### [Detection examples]
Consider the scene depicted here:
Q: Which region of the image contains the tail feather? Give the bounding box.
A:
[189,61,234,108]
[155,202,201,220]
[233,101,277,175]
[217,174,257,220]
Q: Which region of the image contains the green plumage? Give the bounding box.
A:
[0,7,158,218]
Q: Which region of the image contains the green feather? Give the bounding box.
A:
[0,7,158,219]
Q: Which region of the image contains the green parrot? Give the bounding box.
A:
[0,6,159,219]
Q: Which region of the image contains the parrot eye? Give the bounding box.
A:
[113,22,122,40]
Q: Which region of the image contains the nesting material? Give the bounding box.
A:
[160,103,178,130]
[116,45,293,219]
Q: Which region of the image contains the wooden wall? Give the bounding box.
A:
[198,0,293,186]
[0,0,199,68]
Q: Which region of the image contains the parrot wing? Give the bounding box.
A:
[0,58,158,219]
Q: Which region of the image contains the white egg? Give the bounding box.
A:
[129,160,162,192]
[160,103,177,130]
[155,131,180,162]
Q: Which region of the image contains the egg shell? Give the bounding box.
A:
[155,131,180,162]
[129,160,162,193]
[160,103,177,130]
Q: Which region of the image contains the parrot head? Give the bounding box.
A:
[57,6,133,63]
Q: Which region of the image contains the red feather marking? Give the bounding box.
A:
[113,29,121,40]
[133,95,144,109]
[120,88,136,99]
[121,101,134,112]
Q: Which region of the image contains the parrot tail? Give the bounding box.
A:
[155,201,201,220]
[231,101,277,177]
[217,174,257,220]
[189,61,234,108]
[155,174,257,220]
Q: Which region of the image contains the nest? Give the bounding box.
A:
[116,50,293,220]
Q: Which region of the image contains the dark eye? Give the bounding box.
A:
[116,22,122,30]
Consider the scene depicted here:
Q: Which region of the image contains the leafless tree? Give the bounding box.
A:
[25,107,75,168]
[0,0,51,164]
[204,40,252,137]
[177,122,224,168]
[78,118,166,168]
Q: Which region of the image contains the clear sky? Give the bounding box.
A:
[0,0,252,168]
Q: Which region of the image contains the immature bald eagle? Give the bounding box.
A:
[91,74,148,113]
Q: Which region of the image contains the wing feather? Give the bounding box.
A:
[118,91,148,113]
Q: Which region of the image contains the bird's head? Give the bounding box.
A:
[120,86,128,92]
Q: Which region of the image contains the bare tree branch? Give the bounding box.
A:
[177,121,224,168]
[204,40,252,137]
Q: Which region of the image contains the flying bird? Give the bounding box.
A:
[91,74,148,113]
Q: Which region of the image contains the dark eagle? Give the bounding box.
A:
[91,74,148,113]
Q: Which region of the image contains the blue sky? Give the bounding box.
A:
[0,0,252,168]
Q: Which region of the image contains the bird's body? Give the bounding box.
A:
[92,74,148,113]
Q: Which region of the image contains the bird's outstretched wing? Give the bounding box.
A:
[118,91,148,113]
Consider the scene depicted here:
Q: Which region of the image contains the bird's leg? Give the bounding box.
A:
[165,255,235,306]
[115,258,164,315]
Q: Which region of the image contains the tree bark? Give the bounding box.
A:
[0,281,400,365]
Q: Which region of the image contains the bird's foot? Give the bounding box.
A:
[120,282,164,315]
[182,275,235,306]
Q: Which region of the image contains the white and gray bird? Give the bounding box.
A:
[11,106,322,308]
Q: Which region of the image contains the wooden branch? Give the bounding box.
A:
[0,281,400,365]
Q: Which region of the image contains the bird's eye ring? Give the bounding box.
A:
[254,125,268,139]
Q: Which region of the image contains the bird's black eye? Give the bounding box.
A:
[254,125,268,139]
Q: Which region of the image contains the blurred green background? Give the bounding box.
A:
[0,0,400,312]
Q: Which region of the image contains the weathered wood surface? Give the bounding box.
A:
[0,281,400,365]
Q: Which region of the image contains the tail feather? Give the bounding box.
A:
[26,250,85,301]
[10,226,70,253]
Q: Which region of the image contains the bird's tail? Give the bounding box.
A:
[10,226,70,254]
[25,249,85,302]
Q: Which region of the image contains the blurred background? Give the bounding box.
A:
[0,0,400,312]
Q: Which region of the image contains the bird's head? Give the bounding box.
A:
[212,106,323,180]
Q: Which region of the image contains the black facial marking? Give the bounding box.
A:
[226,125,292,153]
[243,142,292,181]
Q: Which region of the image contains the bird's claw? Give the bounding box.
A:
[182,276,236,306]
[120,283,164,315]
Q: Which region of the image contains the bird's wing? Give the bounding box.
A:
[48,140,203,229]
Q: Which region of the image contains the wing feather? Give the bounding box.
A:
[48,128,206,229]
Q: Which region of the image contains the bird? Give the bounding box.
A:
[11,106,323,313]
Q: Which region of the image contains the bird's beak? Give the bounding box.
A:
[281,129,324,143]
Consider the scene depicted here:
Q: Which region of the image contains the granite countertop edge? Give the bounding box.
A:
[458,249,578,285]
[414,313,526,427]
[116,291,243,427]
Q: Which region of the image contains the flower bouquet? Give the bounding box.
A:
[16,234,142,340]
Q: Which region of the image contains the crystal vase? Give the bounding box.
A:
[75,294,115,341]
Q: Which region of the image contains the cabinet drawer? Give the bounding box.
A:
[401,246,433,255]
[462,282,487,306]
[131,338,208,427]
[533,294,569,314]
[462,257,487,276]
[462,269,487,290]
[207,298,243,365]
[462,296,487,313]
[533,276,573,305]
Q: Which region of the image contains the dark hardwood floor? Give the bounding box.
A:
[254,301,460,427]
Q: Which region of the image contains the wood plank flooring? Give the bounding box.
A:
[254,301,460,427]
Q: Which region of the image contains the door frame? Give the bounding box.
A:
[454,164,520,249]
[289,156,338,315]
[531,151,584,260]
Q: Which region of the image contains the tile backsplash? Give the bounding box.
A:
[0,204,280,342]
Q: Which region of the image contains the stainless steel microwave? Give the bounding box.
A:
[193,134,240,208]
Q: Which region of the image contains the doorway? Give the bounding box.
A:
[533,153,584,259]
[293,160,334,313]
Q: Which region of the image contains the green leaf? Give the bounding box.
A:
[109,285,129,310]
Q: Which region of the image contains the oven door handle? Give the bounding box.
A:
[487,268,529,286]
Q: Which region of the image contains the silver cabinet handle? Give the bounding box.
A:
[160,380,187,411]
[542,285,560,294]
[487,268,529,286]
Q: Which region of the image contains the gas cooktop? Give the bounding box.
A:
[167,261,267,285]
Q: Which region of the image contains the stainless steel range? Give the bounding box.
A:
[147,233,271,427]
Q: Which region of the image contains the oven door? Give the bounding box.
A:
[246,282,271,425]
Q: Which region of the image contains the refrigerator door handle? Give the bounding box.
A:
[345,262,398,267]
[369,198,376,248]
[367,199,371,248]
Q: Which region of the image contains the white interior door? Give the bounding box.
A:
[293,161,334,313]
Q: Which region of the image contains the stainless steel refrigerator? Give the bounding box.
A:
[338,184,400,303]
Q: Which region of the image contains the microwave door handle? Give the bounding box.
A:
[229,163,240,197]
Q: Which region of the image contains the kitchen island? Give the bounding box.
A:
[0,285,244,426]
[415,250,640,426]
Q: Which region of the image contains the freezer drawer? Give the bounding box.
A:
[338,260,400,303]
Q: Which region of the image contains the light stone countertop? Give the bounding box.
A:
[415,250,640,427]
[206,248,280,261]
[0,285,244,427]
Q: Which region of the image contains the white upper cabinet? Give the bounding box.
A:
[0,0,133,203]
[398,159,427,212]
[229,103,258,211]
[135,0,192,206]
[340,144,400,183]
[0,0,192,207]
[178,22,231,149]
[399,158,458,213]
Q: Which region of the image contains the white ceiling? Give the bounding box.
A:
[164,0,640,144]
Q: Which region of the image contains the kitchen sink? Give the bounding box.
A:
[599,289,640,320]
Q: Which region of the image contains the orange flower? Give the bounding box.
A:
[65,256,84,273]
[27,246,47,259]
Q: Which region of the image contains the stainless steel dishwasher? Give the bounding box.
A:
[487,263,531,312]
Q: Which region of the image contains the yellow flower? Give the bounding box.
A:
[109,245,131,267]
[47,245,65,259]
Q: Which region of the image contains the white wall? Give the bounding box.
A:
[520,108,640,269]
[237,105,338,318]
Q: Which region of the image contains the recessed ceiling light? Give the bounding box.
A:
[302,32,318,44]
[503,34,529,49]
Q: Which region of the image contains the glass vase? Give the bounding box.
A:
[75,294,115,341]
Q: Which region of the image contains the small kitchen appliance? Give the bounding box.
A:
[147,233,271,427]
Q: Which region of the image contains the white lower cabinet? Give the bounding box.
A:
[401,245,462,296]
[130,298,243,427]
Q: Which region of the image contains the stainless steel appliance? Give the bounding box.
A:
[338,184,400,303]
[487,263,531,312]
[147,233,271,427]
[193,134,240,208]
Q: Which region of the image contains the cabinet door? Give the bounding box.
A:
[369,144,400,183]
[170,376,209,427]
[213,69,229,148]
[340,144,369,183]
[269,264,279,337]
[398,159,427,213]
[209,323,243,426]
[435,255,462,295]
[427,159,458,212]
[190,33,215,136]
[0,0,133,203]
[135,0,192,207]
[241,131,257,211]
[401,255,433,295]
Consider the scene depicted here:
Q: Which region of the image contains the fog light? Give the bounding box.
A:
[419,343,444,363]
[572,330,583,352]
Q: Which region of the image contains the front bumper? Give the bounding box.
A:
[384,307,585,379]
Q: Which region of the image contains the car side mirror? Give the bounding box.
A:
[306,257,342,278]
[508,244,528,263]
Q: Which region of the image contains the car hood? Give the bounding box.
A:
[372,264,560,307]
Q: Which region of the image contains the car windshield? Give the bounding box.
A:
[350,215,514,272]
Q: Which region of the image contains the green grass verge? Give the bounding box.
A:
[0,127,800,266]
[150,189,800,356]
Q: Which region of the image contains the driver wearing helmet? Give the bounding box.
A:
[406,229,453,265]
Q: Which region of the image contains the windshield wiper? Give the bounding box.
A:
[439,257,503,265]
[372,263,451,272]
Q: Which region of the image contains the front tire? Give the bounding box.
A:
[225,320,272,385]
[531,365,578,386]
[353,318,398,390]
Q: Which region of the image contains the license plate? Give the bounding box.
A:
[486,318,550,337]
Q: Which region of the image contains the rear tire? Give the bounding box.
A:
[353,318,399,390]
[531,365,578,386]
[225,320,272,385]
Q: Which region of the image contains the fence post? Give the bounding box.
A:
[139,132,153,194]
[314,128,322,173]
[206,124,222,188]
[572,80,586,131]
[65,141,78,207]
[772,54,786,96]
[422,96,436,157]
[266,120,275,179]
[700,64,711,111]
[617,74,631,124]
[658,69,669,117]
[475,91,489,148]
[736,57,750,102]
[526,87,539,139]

### [THE PROBLEM]
Beginning at the line containing "Q: Which region of the image contains the windshield", repeat each line exactly through the last line of the entries, and include no other lines.

### [COMPLETED EXERCISE]
Q: Which region of the image contains the windshield wiper? Give the bounding box.
A:
[439,257,503,265]
[372,263,451,272]
Q: Which region of the image contains the front tire? Give the bounding box.
A:
[225,320,272,385]
[531,365,578,386]
[353,318,398,390]
Q: Which region of the image contains the license plate? Give the bounding box.
A:
[486,318,550,337]
Q: Which region of the image contains the rear tire? Give the bounding box.
A:
[353,318,399,390]
[531,365,578,386]
[225,320,272,385]
Q: Which region of the image contains the fence post? Give the bounding box.
A:
[139,132,153,194]
[314,128,322,173]
[206,124,222,188]
[572,80,586,131]
[65,141,78,207]
[772,54,786,96]
[422,96,436,157]
[266,120,275,179]
[700,64,711,111]
[617,74,631,124]
[658,69,669,117]
[475,91,489,148]
[736,57,750,102]
[526,87,539,139]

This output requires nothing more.